◆ **Your instructions**
The required output is the exact run of lines below that opens at the line with "tag the dark bay horse" and closes at the line with "tag the spectator".

◆ **Records supplied**
BEGIN

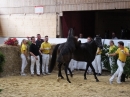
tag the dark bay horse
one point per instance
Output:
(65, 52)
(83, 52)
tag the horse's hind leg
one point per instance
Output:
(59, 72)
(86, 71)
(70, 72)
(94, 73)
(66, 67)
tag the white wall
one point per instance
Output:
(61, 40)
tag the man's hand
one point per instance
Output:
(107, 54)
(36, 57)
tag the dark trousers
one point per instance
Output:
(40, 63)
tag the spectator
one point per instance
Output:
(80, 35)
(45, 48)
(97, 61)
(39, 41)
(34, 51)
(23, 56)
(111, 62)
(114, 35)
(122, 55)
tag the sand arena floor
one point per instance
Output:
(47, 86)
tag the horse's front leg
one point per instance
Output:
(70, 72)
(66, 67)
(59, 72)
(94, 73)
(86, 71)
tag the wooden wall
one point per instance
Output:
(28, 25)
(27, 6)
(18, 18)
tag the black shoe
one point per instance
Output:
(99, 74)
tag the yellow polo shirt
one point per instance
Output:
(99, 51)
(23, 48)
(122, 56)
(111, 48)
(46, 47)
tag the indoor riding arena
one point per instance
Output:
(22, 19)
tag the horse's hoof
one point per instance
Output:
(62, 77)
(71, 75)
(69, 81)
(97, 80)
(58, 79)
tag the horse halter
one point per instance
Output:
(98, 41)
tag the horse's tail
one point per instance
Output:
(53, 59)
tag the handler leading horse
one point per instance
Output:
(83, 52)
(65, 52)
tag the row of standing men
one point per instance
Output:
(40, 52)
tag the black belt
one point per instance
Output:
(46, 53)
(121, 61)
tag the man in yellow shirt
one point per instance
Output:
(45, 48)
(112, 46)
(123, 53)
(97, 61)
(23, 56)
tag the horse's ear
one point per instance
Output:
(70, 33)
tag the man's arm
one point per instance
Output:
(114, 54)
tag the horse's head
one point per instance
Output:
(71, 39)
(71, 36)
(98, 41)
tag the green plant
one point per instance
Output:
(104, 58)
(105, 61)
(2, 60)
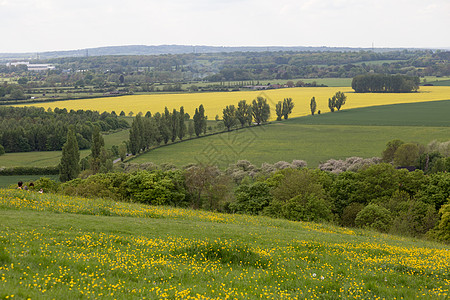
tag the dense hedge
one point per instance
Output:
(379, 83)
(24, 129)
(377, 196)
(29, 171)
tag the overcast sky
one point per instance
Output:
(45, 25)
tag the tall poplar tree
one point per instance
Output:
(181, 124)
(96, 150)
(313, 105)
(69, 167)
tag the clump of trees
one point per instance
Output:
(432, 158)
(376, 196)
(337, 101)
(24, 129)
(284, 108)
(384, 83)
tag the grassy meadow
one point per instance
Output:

END
BEGIN

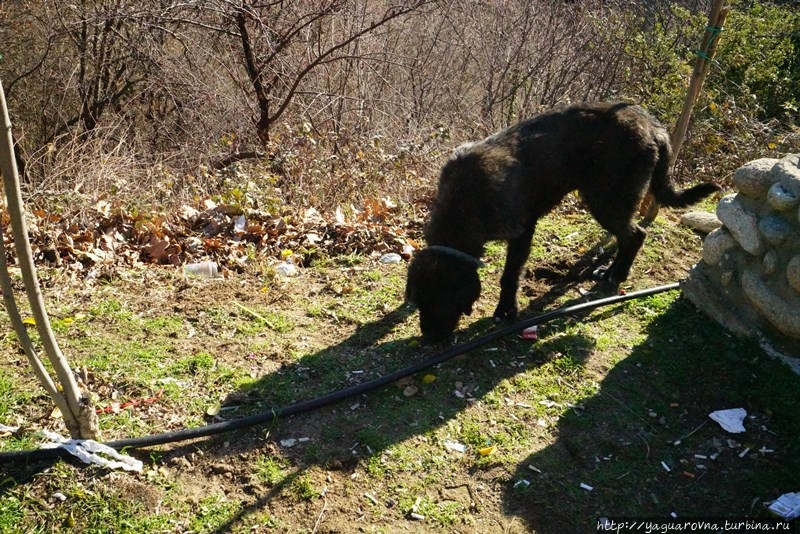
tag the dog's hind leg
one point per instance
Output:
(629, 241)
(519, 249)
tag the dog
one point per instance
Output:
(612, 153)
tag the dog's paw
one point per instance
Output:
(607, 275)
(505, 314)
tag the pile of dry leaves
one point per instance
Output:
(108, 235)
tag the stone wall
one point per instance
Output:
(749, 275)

END
BEGIN

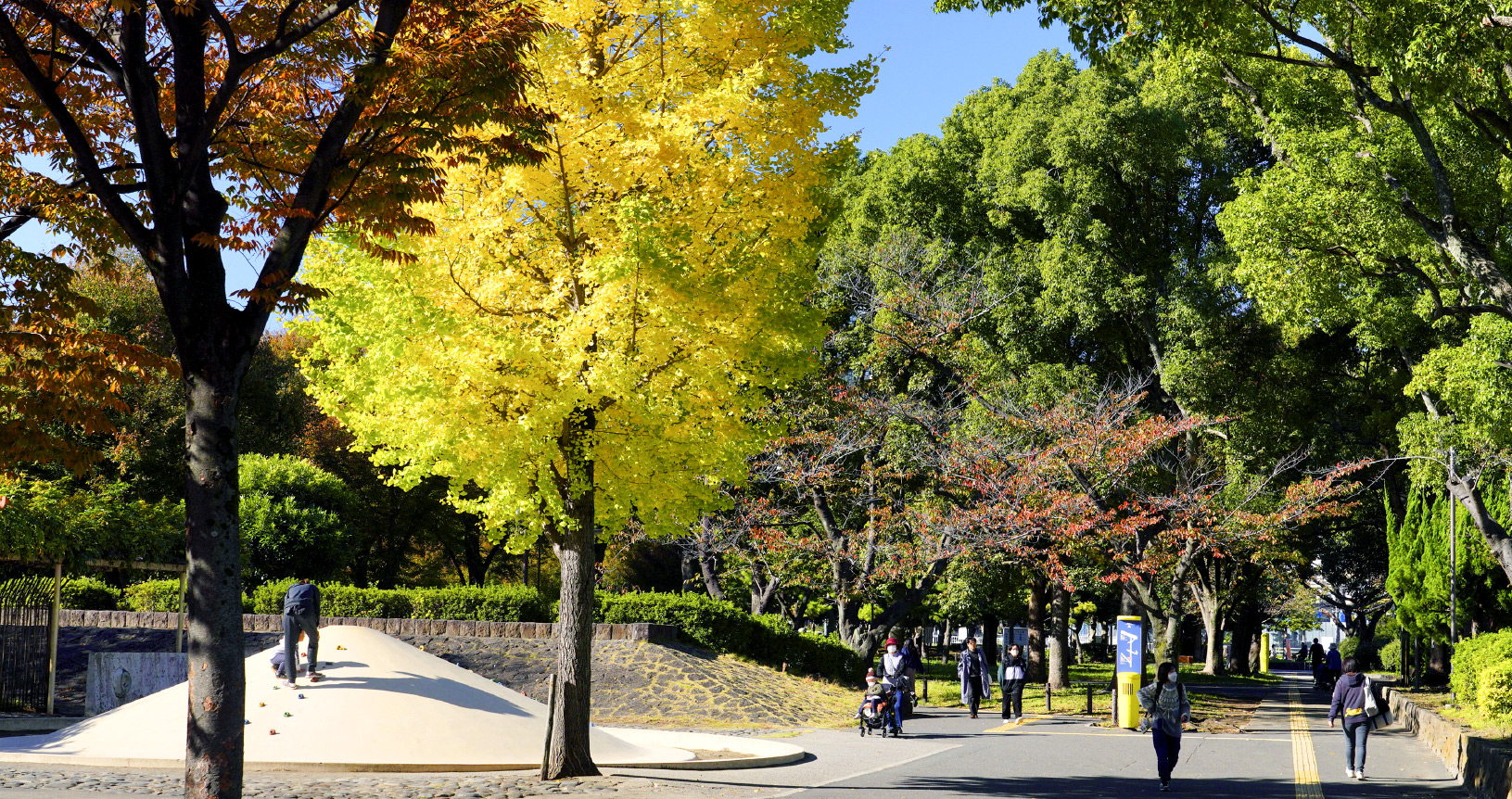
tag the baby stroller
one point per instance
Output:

END

◆ **The completed task**
tag the dark bay horse
one point per instance
Output:
(65, 52)
(83, 52)
tag the horse's hind leg
one point per instance
Output:
(59, 72)
(86, 71)
(70, 72)
(94, 73)
(66, 67)
tag the white wall
one point per instance
Output:
(61, 40)
tag the man's hand
one point per instance
Output:
(107, 54)
(36, 57)
tag the dark trousers
one point per instance
Output:
(40, 63)
tag the spectator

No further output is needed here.